# Textauszug
„Schule ist kein heiliger Ort“
Das Klassenzimmer scheint immer öfter zum Tatort zu werden. Warum Zahlen und Fakten zu Gewalt an Österreichs Schulen dennoch schwer zu bekommen sind.
WIEN. Mobbing in der Klasse oder in Sozialen Medien, Gewalt unter Schülern und gegen Lehrer: Wenn es um den Tatort Schule geht, gibt es in Österreich und Deutschland derzeit wenige Zahlen zu Vorfällen. Das Bundeskriminalamt im Nachbarland will daher in einigen Wochen eine Statistik vorlegen. Denn in Niedersachsen etwa ist die Anzahl minderjähriger Tatverdächtiger um vier Prozent gestiegen, die Zahl tatverdächtiger Kinder um 21 Prozent.

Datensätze
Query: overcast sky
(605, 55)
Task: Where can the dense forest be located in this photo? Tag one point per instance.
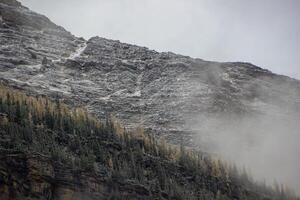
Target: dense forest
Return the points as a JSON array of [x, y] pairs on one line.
[[131, 164]]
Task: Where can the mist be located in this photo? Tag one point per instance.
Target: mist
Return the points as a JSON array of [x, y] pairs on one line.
[[265, 33], [265, 142]]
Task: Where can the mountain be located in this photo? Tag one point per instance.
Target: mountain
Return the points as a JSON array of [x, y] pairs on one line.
[[179, 98], [49, 151]]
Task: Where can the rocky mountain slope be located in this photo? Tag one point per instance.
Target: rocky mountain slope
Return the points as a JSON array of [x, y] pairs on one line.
[[163, 92], [186, 100], [48, 151]]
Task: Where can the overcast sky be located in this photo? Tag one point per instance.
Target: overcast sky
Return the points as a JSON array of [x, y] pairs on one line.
[[263, 32]]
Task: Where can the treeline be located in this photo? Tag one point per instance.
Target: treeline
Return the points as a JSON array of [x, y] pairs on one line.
[[74, 138]]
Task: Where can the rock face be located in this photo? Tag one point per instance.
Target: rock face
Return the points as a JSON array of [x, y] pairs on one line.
[[163, 92]]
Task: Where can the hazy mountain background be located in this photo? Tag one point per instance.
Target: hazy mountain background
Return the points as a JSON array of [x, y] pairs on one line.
[[262, 32]]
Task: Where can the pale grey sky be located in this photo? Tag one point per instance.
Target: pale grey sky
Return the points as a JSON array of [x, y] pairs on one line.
[[263, 32]]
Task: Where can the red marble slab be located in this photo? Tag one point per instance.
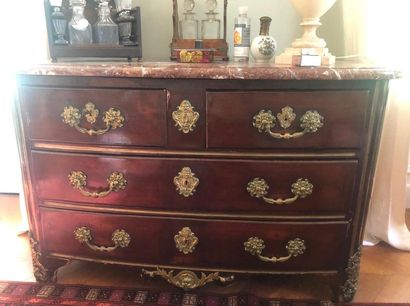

# Aufgabenstellung
Schreibe den Artikel über Gewalt an Schulen wortgetreu ab, beginnend bei „WIEN. Mobbing in“ und endend bei „um 21 Prozent.“. Das Material spielt hierbei keine Rolle.

# Lösung
WIEN. Mobbing in der Klasse oder in Sozialen Medien, Gewalt unter Schülern und gegen Lehrer: Wenn es um den Tatort Schule geht, gibt es in Österreich und Deutschland derzeit wenige Zahlen zu Vorfällen. Das Bundeskriminalamt im Nachbarland will daher in einigen Wochen eine Statistik vorlegen. Denn in Niedersachsen etwa ist die Anzahl minderjähriger Tatverdächtiger um vier Prozent gestiegen, die Zahl tatverdächtiger Kinder um 21 Prozent.